-- Exercises --
[A] Please rewrite the article about paramedics at the Prince Albert police detention centre, starting at "Police and Parkland" and ending at "need support to stabilize and detoxify.", and put "trial program" in place of "pilot project".
[B] In the article about paramedics at the Prince Albert police detention centre, how many arrests did the Prince Albert Police Service make last year?

Excerpt Block Start

Posted: May 06, 2021 7:12 PM CT | Last Updated: May 7
Paramedics will now be at the Prince Albert police detention centre seven days a week between 7:30 p.m. and 7:30 a.m. to offer health-care intervention for addicts particularly to those needing support to stabilize and detoxify.(Parkland Ambulance Care)
Those with addictions in the custody of Prince Albert police now have access to onsite paramedic attention.
Police and Parkland Ambulance Care have teamed up with the Saskatchewan Health Authority for a new one-year pilot project. Paramedics will be at the detention centre seven days a week between 7:30 p.m. and 7:30 a.m. to offer health-care intervention for addicts particularly to those who need support to stabilize and detoxify.
Last year, the Prince Albert Police Service (PAPS) made nearly 6,000 arrests; about half of them were for intoxication and the numbers are on track to be similar this year.

Excerpt Block End
Data excerpts Block Start

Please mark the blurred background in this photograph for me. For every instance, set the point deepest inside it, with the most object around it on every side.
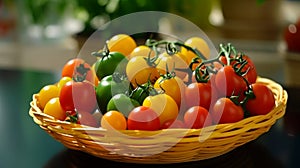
(43, 34)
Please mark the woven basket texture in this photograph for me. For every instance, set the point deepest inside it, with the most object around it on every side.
(162, 146)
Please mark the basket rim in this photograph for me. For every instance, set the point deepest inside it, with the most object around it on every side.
(36, 111)
(185, 144)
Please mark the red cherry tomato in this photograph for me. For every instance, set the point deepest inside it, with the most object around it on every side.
(198, 94)
(263, 102)
(225, 111)
(229, 83)
(197, 117)
(143, 118)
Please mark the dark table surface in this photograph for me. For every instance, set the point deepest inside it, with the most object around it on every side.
(24, 144)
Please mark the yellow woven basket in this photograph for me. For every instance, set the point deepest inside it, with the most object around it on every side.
(163, 146)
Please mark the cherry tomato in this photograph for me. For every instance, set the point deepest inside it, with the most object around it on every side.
(54, 109)
(229, 83)
(164, 105)
(198, 94)
(143, 118)
(121, 43)
(46, 93)
(225, 111)
(63, 81)
(198, 43)
(249, 68)
(122, 103)
(86, 118)
(263, 102)
(292, 36)
(108, 87)
(172, 86)
(142, 50)
(114, 120)
(197, 117)
(141, 92)
(173, 62)
(78, 95)
(173, 124)
(139, 71)
(110, 63)
(70, 69)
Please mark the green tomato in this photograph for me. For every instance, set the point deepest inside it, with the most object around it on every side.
(141, 92)
(110, 86)
(122, 103)
(110, 63)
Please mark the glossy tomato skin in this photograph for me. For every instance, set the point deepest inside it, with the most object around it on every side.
(263, 102)
(141, 92)
(114, 120)
(53, 108)
(173, 87)
(229, 83)
(122, 103)
(197, 117)
(107, 88)
(249, 69)
(86, 118)
(198, 94)
(80, 96)
(69, 69)
(139, 71)
(121, 43)
(143, 118)
(225, 111)
(173, 124)
(108, 64)
(164, 105)
(46, 93)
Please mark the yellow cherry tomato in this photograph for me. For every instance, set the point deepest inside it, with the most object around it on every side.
(114, 120)
(164, 105)
(139, 71)
(122, 43)
(142, 50)
(63, 81)
(46, 93)
(173, 62)
(172, 86)
(198, 43)
(54, 109)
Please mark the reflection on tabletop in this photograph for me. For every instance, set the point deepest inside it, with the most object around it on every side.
(250, 155)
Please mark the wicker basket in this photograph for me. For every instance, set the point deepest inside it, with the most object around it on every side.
(163, 146)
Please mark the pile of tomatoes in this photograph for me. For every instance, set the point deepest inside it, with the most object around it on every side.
(162, 84)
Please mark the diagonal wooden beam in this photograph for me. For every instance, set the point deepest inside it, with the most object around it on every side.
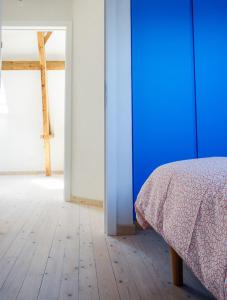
(31, 65)
(45, 104)
(47, 36)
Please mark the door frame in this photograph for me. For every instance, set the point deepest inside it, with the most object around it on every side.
(67, 26)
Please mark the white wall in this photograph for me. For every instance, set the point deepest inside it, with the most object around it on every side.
(33, 10)
(88, 120)
(88, 82)
(118, 118)
(21, 121)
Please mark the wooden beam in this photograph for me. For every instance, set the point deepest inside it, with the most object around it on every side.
(32, 65)
(47, 36)
(45, 104)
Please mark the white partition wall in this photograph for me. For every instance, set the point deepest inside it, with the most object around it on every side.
(119, 202)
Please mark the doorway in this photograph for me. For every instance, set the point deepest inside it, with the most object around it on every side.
(34, 108)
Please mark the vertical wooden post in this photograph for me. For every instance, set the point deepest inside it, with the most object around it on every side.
(45, 103)
(177, 268)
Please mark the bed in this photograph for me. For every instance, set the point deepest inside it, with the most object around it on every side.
(186, 202)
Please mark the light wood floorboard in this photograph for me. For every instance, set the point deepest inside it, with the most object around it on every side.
(51, 250)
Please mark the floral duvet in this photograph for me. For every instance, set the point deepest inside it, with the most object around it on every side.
(186, 202)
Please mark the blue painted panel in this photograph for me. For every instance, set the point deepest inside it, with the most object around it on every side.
(163, 85)
(210, 20)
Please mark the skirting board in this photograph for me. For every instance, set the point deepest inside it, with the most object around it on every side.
(89, 202)
(126, 229)
(24, 173)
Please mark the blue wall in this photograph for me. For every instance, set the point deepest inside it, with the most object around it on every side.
(164, 126)
(179, 79)
(210, 24)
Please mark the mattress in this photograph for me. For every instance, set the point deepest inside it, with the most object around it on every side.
(186, 202)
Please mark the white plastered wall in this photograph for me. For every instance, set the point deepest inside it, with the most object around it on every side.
(21, 105)
(87, 17)
(118, 115)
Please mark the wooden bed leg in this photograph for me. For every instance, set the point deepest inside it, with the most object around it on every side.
(177, 268)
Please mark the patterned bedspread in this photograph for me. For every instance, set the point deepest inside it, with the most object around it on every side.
(186, 202)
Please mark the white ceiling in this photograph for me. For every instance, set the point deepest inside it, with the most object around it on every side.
(23, 45)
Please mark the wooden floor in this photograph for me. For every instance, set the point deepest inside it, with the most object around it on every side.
(54, 250)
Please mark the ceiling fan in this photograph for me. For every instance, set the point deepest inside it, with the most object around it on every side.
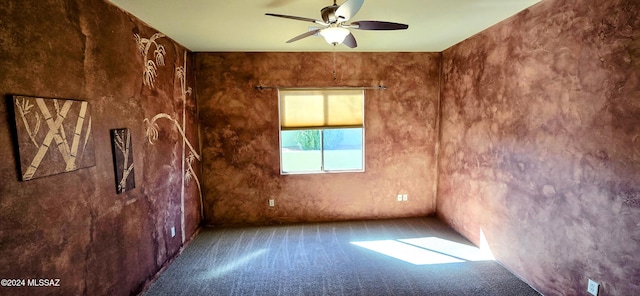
(335, 27)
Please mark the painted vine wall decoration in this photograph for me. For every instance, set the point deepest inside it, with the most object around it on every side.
(54, 136)
(151, 125)
(150, 66)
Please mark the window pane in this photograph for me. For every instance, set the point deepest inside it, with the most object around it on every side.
(343, 149)
(301, 151)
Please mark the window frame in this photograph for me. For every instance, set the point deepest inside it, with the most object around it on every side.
(321, 129)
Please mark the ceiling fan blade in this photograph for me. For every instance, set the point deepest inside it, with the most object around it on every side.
(350, 41)
(304, 35)
(299, 18)
(377, 25)
(348, 9)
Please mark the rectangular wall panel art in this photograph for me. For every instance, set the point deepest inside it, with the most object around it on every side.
(54, 136)
(122, 159)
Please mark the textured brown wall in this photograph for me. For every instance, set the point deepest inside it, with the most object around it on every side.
(240, 137)
(541, 144)
(73, 226)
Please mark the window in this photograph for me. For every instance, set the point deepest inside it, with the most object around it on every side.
(321, 130)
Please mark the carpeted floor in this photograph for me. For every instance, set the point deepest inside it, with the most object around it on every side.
(414, 256)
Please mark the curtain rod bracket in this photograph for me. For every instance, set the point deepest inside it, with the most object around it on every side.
(379, 87)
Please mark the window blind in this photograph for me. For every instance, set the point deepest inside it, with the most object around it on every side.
(321, 108)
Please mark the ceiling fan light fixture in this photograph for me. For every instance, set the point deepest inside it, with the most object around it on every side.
(334, 35)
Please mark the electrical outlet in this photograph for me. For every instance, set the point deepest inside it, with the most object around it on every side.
(593, 288)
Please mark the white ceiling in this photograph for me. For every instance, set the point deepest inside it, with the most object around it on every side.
(242, 26)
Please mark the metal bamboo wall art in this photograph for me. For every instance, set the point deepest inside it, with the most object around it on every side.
(54, 136)
(123, 159)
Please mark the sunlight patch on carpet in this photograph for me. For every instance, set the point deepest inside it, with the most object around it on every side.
(426, 250)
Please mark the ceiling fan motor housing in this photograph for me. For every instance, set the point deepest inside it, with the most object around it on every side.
(329, 14)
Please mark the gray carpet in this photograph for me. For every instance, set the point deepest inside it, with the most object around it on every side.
(338, 258)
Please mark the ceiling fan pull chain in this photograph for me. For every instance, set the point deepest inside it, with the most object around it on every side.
(334, 63)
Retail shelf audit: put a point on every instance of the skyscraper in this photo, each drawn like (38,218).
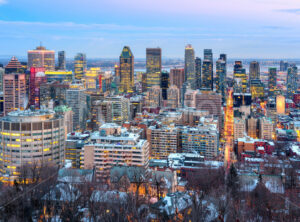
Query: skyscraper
(164,84)
(14,90)
(189,65)
(220,76)
(37,77)
(126,70)
(240,77)
(153,66)
(254,72)
(272,80)
(80,65)
(292,81)
(208,55)
(41,57)
(177,77)
(198,67)
(207,75)
(61,60)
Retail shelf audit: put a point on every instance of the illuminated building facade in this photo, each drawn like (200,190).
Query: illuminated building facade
(173,97)
(202,139)
(74,146)
(41,57)
(292,81)
(1,79)
(198,67)
(59,75)
(240,77)
(153,97)
(54,91)
(164,84)
(61,60)
(30,137)
(126,70)
(266,129)
(113,145)
(207,75)
(80,65)
(76,99)
(257,89)
(272,83)
(254,72)
(14,66)
(220,76)
(37,77)
(239,128)
(163,141)
(177,77)
(14,90)
(280,104)
(189,65)
(153,67)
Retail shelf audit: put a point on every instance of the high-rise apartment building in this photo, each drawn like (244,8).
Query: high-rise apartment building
(198,70)
(30,137)
(207,75)
(112,146)
(272,83)
(126,70)
(266,129)
(292,81)
(257,89)
(41,57)
(177,77)
(76,99)
(164,84)
(240,77)
(220,76)
(173,97)
(254,72)
(80,65)
(163,141)
(189,65)
(61,60)
(153,67)
(14,90)
(37,78)
(202,139)
(153,97)
(1,79)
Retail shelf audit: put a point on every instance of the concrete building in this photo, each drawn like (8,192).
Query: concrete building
(203,140)
(252,127)
(74,145)
(153,66)
(173,97)
(112,146)
(41,57)
(177,77)
(266,129)
(153,97)
(76,99)
(30,137)
(239,128)
(14,90)
(163,141)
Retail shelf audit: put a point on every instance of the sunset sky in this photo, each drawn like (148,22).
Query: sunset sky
(100,28)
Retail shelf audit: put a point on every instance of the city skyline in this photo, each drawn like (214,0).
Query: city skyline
(250,29)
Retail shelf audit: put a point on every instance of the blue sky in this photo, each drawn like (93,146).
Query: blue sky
(100,28)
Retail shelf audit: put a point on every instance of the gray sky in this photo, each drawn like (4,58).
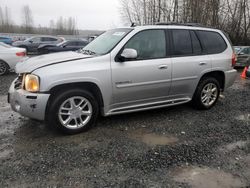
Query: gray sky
(90,14)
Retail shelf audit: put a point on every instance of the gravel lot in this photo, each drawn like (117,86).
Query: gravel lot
(171,147)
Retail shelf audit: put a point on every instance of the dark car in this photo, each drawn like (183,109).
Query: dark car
(6,40)
(243,56)
(32,44)
(71,45)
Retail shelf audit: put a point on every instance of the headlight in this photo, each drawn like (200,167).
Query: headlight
(31,83)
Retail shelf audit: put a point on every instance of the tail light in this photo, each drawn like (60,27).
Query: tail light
(233,60)
(21,54)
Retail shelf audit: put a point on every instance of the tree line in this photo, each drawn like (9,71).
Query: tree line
(62,26)
(233,17)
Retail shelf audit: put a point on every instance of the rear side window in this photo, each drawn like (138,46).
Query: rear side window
(212,42)
(182,42)
(197,50)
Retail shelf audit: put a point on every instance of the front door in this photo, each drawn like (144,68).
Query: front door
(146,78)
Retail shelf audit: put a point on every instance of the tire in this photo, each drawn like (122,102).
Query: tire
(73,111)
(207,93)
(4,68)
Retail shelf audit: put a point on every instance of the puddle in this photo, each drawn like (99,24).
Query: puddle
(207,178)
(5,151)
(245,117)
(153,139)
(234,146)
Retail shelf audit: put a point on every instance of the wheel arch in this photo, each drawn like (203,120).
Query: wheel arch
(218,75)
(88,86)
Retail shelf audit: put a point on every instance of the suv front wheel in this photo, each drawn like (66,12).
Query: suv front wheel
(73,111)
(207,93)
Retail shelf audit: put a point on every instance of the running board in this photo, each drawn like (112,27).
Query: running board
(148,106)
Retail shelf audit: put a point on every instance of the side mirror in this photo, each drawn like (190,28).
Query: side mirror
(128,53)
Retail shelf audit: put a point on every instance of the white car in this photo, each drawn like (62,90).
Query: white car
(9,57)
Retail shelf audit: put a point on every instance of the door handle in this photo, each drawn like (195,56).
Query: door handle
(161,67)
(202,63)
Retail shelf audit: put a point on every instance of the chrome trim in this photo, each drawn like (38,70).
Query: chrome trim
(142,83)
(148,106)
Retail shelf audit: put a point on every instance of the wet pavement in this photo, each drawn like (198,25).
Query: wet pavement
(170,147)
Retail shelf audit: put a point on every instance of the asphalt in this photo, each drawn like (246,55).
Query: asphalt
(170,147)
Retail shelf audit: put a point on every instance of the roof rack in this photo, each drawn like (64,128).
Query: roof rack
(183,24)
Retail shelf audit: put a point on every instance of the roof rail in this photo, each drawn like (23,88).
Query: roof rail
(183,24)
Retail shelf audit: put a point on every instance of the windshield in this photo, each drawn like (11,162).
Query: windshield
(237,49)
(106,42)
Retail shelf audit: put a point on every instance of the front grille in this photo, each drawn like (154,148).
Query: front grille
(19,82)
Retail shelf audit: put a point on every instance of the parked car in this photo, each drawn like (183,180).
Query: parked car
(9,57)
(237,48)
(6,40)
(243,56)
(248,72)
(125,70)
(71,45)
(32,44)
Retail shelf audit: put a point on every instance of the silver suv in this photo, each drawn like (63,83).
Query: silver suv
(125,70)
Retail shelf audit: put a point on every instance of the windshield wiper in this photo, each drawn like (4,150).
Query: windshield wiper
(87,52)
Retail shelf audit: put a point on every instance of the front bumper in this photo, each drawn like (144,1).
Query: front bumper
(230,77)
(32,105)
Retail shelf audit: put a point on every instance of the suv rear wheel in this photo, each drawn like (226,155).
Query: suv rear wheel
(207,93)
(73,111)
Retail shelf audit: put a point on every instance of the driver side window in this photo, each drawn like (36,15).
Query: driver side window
(36,40)
(149,44)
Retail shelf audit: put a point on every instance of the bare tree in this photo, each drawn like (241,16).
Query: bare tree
(27,19)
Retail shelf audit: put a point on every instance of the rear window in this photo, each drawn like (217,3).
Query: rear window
(212,42)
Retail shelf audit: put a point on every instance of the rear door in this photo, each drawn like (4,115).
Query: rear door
(146,78)
(189,62)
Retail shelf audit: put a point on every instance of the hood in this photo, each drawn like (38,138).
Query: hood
(18,43)
(46,45)
(34,63)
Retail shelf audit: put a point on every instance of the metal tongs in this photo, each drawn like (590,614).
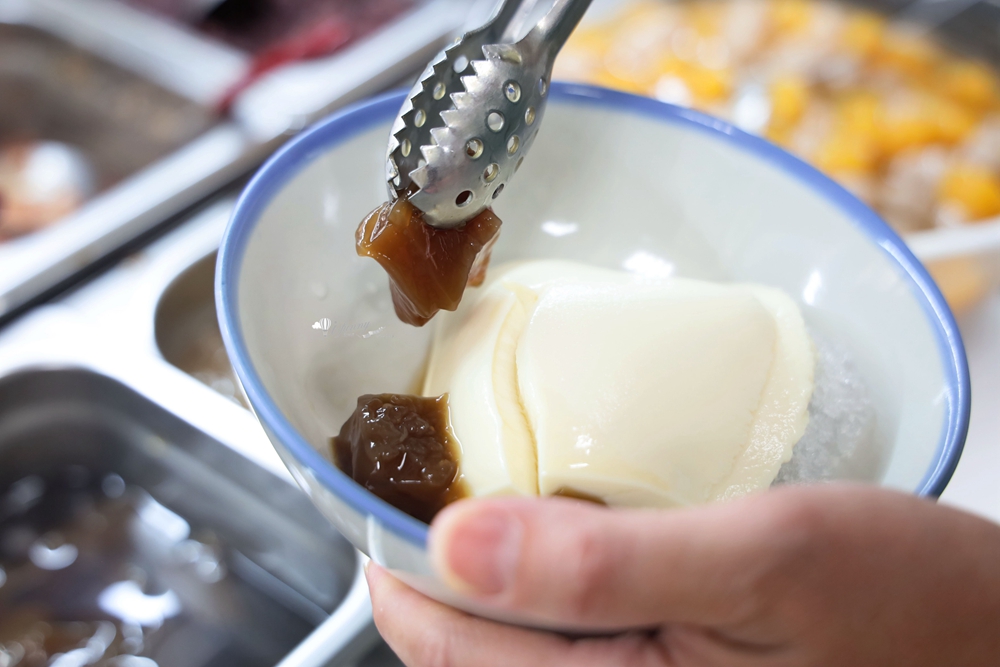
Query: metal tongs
(471,118)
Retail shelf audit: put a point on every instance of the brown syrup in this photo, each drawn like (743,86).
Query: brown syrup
(400,448)
(428,268)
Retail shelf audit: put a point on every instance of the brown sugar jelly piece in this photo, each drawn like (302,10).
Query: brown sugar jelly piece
(428,268)
(400,448)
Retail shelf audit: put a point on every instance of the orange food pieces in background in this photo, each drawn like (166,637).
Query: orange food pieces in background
(969,83)
(789,95)
(848,89)
(973,189)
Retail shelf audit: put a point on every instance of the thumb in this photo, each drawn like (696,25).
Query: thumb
(566,563)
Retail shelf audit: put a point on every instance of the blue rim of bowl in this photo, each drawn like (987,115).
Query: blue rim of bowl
(352,120)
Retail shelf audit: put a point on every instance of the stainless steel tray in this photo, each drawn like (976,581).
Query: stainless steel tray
(276,106)
(92,356)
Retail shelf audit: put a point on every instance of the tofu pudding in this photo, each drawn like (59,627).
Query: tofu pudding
(560,378)
(566,378)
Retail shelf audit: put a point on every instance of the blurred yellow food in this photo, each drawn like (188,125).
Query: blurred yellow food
(974,189)
(789,97)
(970,83)
(848,89)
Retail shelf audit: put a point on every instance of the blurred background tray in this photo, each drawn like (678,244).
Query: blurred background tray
(138,97)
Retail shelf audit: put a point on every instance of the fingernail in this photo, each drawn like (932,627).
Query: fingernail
(477,549)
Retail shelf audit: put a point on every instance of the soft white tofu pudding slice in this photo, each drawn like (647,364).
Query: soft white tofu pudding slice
(565,378)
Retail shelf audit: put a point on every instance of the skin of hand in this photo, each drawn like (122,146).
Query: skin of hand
(831,575)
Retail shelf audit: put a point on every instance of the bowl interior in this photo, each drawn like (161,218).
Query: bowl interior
(614,181)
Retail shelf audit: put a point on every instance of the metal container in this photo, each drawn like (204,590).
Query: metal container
(167,176)
(198,555)
(92,410)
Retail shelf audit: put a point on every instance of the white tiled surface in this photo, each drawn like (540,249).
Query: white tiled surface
(976,484)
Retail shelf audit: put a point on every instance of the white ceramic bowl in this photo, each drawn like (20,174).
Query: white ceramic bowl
(614,180)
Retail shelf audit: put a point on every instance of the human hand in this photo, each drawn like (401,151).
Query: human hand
(826,575)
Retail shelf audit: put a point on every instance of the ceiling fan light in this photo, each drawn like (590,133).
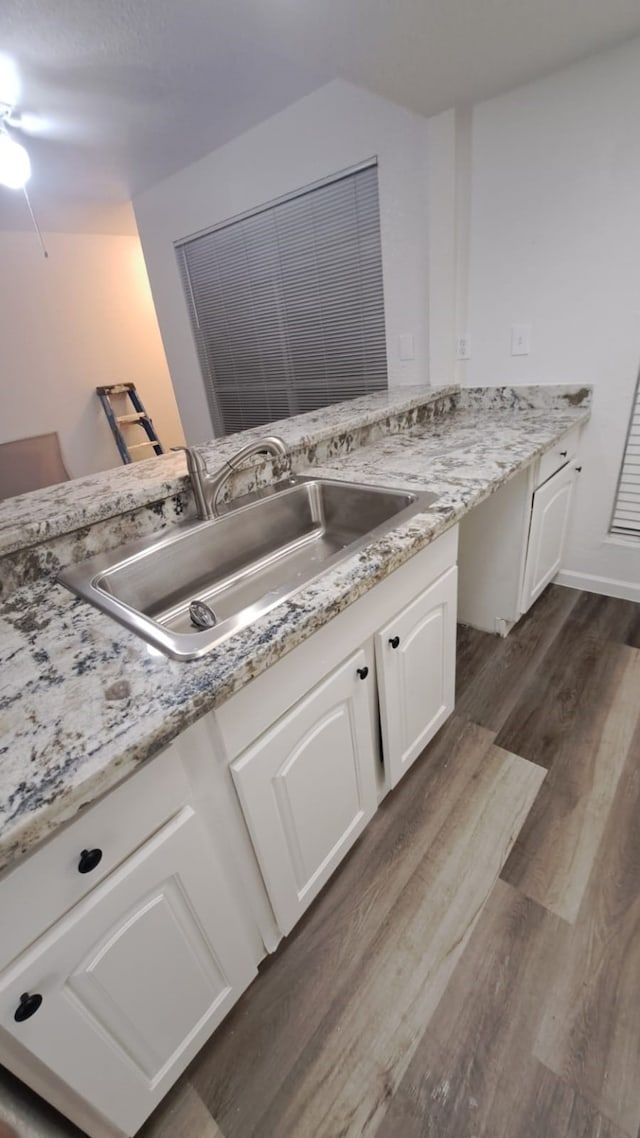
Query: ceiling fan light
(15,165)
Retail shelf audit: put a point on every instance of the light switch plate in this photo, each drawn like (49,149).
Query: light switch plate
(407,347)
(520,339)
(464,349)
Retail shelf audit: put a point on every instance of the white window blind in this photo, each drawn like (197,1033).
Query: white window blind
(287,304)
(626,511)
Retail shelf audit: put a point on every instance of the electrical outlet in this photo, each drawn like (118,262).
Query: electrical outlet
(464,347)
(520,339)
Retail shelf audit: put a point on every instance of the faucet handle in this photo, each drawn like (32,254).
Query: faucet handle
(195,460)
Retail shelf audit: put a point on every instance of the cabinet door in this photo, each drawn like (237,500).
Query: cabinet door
(308,788)
(416,662)
(549,520)
(134,980)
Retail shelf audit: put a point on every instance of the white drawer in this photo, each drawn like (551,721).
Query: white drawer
(559,454)
(47,883)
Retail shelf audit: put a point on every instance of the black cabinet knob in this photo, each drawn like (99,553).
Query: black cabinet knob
(27,1006)
(89,859)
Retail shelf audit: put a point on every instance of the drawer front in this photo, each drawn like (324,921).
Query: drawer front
(43,887)
(559,454)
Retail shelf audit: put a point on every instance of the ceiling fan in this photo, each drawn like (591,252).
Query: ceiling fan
(15,164)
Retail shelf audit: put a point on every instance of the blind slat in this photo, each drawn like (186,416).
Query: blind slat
(626,510)
(287,304)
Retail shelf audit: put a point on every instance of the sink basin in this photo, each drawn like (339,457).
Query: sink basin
(238,566)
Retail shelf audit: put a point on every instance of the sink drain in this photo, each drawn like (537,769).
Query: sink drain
(202,616)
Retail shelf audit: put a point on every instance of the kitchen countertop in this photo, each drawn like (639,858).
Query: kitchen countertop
(57,510)
(83,701)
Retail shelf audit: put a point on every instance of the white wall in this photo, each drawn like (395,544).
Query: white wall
(556,241)
(336,126)
(80,319)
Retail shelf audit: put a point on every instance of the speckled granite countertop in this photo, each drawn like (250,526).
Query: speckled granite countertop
(64,508)
(82,701)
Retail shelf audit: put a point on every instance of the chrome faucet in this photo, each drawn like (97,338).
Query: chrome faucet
(207,487)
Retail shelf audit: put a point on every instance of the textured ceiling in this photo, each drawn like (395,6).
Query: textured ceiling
(120,93)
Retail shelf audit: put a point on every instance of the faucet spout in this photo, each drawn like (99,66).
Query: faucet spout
(198,473)
(207,487)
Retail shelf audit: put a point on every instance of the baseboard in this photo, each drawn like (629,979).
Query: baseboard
(608,586)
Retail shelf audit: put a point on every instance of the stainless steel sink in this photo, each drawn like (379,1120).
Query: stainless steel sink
(227,572)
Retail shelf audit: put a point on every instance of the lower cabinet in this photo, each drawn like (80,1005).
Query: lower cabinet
(309,784)
(416,664)
(109,988)
(121,995)
(308,788)
(549,520)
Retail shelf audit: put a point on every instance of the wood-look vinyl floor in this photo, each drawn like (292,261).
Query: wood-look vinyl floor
(473,969)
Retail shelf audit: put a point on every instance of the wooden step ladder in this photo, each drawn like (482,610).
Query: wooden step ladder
(138,415)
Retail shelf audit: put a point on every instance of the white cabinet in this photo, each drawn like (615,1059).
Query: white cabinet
(511,544)
(308,786)
(134,979)
(416,665)
(549,520)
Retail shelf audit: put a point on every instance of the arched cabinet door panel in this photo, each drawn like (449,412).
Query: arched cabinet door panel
(136,978)
(308,788)
(549,521)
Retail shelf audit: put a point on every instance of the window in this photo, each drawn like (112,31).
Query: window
(626,510)
(287,304)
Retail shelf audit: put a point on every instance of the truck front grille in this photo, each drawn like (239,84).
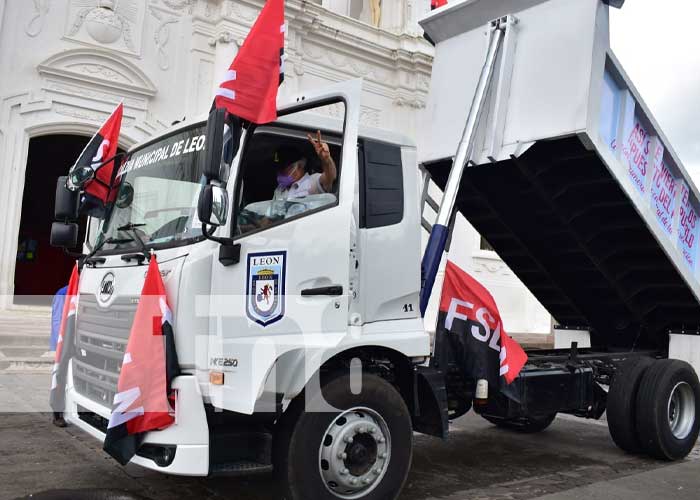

Data excerpts Block End

-- Numbered answers --
[A]
Police and Parkland Ambulance Care have teamed up with the Saskatchewan Health Authority for a new one-year trial program. Paramedics will be at the detention centre seven days a week between 7:30 p.m. and 7:30 a.m. to offer health-care intervention for addicts particularly to those who need support to stabilize and detoxify.

[B] Nearly 6,000.